• Recorded data:
□ □ □ □

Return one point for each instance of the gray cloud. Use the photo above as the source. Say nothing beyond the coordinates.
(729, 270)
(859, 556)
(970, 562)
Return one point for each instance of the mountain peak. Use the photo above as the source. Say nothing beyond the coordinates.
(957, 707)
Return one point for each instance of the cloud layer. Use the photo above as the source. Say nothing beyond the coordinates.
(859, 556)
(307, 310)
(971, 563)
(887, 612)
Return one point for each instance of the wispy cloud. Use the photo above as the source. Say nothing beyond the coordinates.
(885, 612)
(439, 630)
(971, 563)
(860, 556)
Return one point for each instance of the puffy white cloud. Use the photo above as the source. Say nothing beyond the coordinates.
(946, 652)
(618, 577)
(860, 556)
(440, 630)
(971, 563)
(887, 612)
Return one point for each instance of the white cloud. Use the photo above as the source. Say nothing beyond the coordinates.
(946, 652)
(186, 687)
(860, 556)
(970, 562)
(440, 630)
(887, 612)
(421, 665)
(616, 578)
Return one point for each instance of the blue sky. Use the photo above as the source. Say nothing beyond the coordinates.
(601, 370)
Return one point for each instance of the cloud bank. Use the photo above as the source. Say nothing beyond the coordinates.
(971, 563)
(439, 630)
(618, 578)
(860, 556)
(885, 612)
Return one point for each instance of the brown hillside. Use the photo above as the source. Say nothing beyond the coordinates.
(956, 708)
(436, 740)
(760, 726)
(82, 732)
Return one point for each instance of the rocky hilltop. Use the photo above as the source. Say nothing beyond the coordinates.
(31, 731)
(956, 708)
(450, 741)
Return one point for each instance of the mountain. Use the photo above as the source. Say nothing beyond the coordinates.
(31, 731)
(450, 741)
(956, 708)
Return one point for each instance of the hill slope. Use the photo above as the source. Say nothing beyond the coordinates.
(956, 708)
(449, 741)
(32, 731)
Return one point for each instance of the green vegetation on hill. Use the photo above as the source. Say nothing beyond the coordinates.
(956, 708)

□ □ □ □

• GOAL OF THE EXERCISE:
Extract each entry in full, exactly as given.

• TASK RESULT:
Return one point for each instance of the gray cloud. Use the photo above as the source. Say nothing beyond the coordinates.
(729, 270)
(859, 556)
(970, 562)
Return one point for each instance of the mountain peak. Use the photo above as the source. Say nothing beyond the coordinates.
(957, 707)
Return one point for each instance of the cloud layer. Use the photo above as the source. Say nothing beyond the coordinates.
(859, 556)
(307, 310)
(971, 563)
(887, 612)
Return one point for each instance of the wispy cloud. Use the photo above as the source. Say nothing beyond the coordinates.
(885, 612)
(439, 630)
(971, 563)
(860, 556)
Return one point for each instance of the puffy white cloud. Use the photo above as the source. Say nothing beyond the coordinates.
(946, 652)
(618, 577)
(860, 556)
(440, 630)
(971, 563)
(887, 612)
Return one point for each instance of the white cloud. Use the photo above as the source. Say nothing beyond the coordinates.
(946, 652)
(186, 687)
(860, 556)
(970, 562)
(440, 630)
(887, 612)
(421, 665)
(616, 578)
Return one point for each instance of the blue sky. Use the photo above as the source. Say nothing beyond the coordinates.
(601, 370)
Return one point for each instance of the cloud bank. Use the photo above as the source. Say nothing beyond the coordinates.
(971, 563)
(439, 630)
(618, 578)
(860, 556)
(885, 612)
Return one point for each instance of the brown hillside. Use the photo above as the source. Say nothing beyond the coordinates.
(956, 708)
(436, 740)
(760, 726)
(82, 732)
Return one point for each instance of the rocky hilltop. Use the photo above as the source. Say nothing beyond the coordinates.
(31, 731)
(956, 708)
(450, 741)
Return one point for each instance of the mountain. Use the photo above as the source. Say nothing beyond the coordinates.
(31, 731)
(450, 741)
(956, 708)
Return one point for each instance of the hill slope. Use the photo above as the source. Say nothing beyond the coordinates.
(956, 708)
(449, 741)
(32, 731)
Return one point for each instance of the green vegetation on hill. Use the photo above as the source. Say nothing beyond the coordinates.
(956, 708)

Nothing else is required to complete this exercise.